Presente todo el material como una tabla en Markdown con las columnas «Número» y «Línea», con una fila numerada por cada línea. Omita las líneas en blanco.

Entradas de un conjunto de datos
□ □ □ □ □ □ □

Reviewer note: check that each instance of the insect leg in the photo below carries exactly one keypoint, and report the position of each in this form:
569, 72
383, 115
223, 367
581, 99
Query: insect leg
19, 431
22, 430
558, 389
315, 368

□ □ □ □ □ □ □

◆ RESPUESTA
| Número | Línea |
|---|---|
| 1 | Reviewer note: check that each instance of the insect leg in the photo below carries exactly one keypoint, and report the position of each in this form: |
| 2 | 569, 72 |
| 3 | 383, 115 |
| 4 | 223, 367 |
| 5 | 581, 99 |
| 6 | Query: insect leg |
| 7 | 19, 431 |
| 8 | 22, 430 |
| 9 | 558, 389 |
| 10 | 315, 368 |